> [Selected passage]:
>>>
I wonder if many people fully appreciate the value of pause in speech, how important it is in business dialogues.  Given the number of people who fail to use pause effectively, I suspect not.  Well, let’s pause for a moment and have a think about this:

·         Undoubtedly pause gives meaning to what you are saying; it is the punctuation of speech.

·         Pause gives people listening to you the time to absorb and assimilate that meaning. Listening to someone who doesn’t pause is profoundly fatiguing.

·         It gives you time to evaluate what you have said as you speak, and most importantly to stay focussed on saying the right things. This is the foundation of brevity and the key to eliminating waffle! Vital if you are really going to engage your listeners and have them remember your words.

·         A pause before you answer a question, or respond in a debate or meeting, not only gives you time to think (quite useful), but it shows you are considering the other persons words, that you have listened, are considering their point of view or suggestion, and are now considering the best way to respond. Your answer will now have significantly more credibility. Think about all those politicians who jump in, barely letting the interviewer or speaker finish what they are saying. Do they sound credible? Do they sound defensive? Is there a suspicion they are just giving us the party line, saying what their advisors have inculcated  as the best response to give? OK you may not be in this situation, but your responses in conversation, in Q&A sessions must beconsidered and sound considered if you want them to be considered by people listening to you.

·         Pause is the most effective form of emphasis; so much better than gestures like pointing, table thumping, finger counting and infinitely better than, heaven forbid that you should ever resort to it, volume! Say these sentences out loud:

o   If you really want to emphasise a … word, pause before it.

o   Alternatively if you want to emphasise a word … pause after it.

o   You could even emphasise a … word … pausing both before and after it!

Now try again using a gesture to emphasise ‘word’ and then again using volume. Any of those are likely to be mildly aggressive, and certainly blunt. They don’t make good listening.

·         You can draw out emotion by using pause. Wherever, whenever you speak, if you tap into your listeners’ emotions, their hearts not just their minds, they will listen, they will remember. If you say something surprising, exciting, shocking, pause at the end of the phrase. Allow the moment to sit, let emotions build. Good comedians are masters of pause. They of course are drawing out humour, but as an exercise, listen to them, see how they gauge the length of silence after a funny comment. We call this their timing and those that have good timing are funny; those whose timing is off are much less so.
<<<
[Data entries]
>>>
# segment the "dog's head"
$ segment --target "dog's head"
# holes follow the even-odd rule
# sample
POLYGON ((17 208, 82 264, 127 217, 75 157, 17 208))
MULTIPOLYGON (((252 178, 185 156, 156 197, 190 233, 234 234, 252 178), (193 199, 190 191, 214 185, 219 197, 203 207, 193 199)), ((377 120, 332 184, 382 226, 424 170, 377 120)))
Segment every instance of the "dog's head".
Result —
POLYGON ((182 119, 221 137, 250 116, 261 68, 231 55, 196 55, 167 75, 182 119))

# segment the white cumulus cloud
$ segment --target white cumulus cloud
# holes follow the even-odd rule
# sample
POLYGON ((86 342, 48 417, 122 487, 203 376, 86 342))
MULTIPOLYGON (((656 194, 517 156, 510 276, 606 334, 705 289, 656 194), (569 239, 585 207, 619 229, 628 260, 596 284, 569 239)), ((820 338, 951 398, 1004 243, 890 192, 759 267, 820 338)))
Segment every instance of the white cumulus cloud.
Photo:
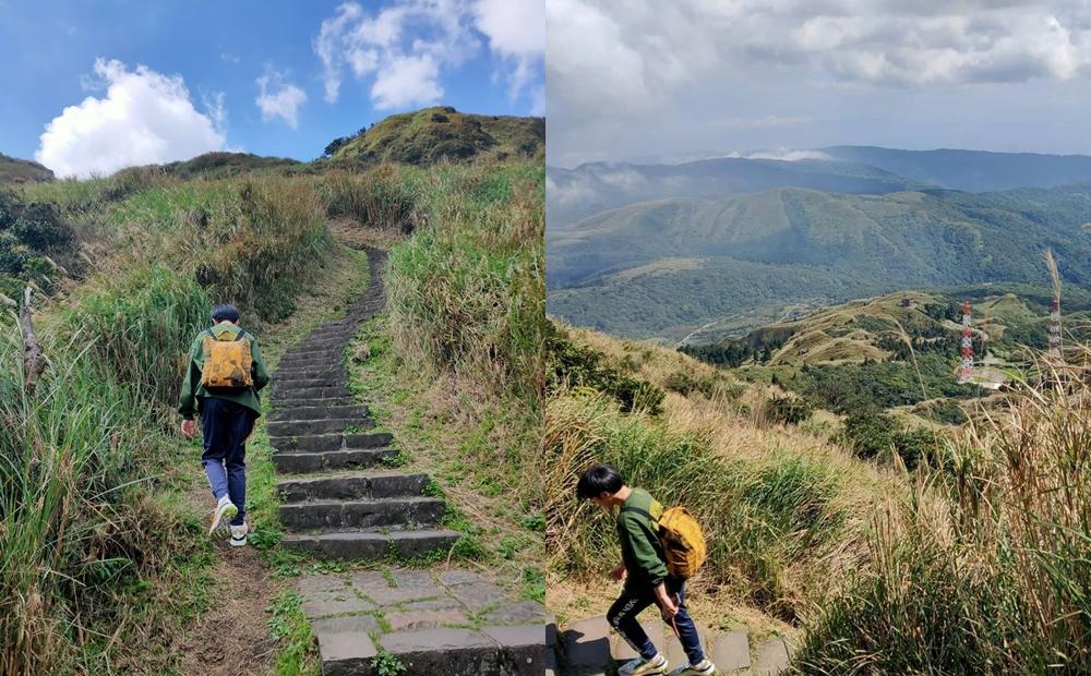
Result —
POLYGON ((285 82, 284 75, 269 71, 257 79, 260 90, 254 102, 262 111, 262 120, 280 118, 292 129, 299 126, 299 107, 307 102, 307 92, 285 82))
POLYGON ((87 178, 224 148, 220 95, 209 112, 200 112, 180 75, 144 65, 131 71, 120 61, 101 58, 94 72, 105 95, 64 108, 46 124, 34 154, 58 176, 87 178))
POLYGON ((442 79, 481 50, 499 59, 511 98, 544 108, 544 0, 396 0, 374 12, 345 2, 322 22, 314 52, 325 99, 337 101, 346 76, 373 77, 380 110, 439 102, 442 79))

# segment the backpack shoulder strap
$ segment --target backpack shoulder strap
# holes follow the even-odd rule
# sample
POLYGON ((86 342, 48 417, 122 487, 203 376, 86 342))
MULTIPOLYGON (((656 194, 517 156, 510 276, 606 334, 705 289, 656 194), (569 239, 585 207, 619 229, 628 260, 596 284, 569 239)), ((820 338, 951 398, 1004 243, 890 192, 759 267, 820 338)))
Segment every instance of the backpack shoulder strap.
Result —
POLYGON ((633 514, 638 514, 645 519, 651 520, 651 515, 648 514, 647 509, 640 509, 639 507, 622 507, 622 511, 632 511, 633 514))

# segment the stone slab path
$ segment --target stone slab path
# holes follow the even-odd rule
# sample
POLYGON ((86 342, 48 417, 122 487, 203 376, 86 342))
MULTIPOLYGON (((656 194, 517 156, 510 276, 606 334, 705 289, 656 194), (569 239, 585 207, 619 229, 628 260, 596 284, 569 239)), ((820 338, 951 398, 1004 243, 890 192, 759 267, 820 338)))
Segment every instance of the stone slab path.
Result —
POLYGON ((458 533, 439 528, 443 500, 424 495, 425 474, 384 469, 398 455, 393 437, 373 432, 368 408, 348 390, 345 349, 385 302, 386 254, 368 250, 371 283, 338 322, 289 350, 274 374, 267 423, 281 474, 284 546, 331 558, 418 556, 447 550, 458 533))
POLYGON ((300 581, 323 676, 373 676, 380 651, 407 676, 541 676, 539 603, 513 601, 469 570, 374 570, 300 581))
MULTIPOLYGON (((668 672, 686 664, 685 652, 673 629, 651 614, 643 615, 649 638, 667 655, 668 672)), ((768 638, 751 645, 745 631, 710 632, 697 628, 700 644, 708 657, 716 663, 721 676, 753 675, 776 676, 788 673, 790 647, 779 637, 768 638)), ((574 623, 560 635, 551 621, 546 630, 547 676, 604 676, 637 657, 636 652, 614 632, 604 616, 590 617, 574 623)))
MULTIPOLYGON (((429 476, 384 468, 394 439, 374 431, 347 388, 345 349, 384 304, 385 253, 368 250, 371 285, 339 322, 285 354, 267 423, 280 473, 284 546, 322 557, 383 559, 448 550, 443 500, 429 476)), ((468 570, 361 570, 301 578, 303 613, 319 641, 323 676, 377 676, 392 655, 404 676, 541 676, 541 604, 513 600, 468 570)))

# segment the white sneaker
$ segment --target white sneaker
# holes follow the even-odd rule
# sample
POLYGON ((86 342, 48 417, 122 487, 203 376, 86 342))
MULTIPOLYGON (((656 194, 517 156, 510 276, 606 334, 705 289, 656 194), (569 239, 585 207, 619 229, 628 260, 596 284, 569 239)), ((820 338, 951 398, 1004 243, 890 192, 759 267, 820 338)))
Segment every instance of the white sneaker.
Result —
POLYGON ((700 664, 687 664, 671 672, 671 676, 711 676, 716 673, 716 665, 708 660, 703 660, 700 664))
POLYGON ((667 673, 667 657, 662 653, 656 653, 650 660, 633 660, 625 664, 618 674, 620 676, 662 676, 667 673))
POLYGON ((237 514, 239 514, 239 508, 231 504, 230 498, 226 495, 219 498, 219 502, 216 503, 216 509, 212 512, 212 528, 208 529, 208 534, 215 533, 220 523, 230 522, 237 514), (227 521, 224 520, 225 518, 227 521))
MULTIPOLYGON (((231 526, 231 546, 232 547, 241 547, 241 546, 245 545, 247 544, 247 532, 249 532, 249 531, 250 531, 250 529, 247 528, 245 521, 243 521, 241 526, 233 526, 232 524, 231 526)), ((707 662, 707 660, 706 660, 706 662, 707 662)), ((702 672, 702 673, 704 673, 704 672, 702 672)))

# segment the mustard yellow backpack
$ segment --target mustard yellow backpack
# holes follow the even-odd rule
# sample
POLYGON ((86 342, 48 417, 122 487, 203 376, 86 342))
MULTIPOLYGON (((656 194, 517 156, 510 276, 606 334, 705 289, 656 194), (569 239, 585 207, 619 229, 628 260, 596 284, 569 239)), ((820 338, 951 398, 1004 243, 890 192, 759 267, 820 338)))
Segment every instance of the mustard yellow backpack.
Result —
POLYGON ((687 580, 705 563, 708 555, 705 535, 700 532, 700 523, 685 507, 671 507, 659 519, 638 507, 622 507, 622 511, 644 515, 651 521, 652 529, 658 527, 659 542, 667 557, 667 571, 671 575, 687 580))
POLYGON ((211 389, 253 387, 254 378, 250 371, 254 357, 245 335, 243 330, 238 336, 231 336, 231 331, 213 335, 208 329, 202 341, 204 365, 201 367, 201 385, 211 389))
<<<
>>>
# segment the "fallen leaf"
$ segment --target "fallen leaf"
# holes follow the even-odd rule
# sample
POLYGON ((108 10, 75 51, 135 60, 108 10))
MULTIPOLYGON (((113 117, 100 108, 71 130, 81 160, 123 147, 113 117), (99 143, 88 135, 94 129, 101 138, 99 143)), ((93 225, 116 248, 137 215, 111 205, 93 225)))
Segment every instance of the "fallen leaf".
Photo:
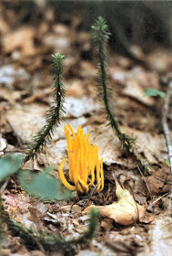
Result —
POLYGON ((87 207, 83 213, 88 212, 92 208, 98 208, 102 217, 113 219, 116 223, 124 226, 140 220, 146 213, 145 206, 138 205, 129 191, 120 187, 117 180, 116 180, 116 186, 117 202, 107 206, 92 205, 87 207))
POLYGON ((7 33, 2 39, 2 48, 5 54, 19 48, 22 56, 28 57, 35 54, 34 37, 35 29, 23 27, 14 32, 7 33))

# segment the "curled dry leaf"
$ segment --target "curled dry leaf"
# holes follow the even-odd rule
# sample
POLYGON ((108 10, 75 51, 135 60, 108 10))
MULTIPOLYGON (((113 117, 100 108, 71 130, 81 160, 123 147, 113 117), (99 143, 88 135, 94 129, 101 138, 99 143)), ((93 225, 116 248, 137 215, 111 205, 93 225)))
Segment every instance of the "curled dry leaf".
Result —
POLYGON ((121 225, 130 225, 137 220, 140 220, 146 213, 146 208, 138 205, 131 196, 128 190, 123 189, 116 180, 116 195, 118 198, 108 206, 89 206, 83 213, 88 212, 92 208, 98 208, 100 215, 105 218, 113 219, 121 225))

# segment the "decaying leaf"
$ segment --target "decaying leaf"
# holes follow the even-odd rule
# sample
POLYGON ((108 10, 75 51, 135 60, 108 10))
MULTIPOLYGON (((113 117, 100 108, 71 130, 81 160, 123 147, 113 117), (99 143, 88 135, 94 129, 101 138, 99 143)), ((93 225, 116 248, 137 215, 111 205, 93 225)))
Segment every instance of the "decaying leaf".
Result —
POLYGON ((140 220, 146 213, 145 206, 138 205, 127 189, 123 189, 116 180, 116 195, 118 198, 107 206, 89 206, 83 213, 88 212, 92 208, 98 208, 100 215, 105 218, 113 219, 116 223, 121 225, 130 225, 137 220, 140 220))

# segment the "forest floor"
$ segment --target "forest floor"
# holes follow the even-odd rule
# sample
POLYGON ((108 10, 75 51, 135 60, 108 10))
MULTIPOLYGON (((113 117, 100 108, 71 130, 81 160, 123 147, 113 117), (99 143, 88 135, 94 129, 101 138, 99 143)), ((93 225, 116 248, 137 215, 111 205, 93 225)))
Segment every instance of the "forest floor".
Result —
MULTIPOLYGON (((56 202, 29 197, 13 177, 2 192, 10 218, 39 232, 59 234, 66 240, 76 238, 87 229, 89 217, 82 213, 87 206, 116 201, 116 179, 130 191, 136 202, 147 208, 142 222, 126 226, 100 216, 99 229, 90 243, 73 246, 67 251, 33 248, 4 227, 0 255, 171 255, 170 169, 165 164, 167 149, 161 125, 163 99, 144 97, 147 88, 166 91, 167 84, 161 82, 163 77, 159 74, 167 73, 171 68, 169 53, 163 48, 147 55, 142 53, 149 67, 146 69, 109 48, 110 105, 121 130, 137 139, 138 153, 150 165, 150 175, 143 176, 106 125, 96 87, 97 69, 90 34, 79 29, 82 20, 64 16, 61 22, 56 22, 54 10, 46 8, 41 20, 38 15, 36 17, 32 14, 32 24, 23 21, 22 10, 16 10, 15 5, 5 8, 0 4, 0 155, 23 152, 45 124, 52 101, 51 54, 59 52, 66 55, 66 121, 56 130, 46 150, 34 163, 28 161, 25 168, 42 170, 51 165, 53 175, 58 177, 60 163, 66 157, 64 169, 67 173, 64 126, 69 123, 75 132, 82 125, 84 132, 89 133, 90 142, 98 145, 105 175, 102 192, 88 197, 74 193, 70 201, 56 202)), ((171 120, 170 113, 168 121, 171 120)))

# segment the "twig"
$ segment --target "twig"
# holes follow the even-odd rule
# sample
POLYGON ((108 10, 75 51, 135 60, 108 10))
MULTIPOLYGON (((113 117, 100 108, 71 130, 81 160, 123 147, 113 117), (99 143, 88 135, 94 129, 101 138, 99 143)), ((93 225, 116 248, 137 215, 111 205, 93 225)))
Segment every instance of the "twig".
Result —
<<<
> [Given instruction]: Set down the passage from the piece on pausing in speech word for word, starting at "o   If you really" and ending at "make good listening.".

> [Correct answer]:
o   If you really want to emphasise a … word, pause before it.

o   Alternatively if you want to emphasise a word … pause after it.

o   You could even emphasise a … word … pausing both before and after it!

Now try again using a gesture to emphasise ‘word’ and then again using volume. Any of those are likely to be mildly aggressive, and certainly blunt. They don’t make good listening.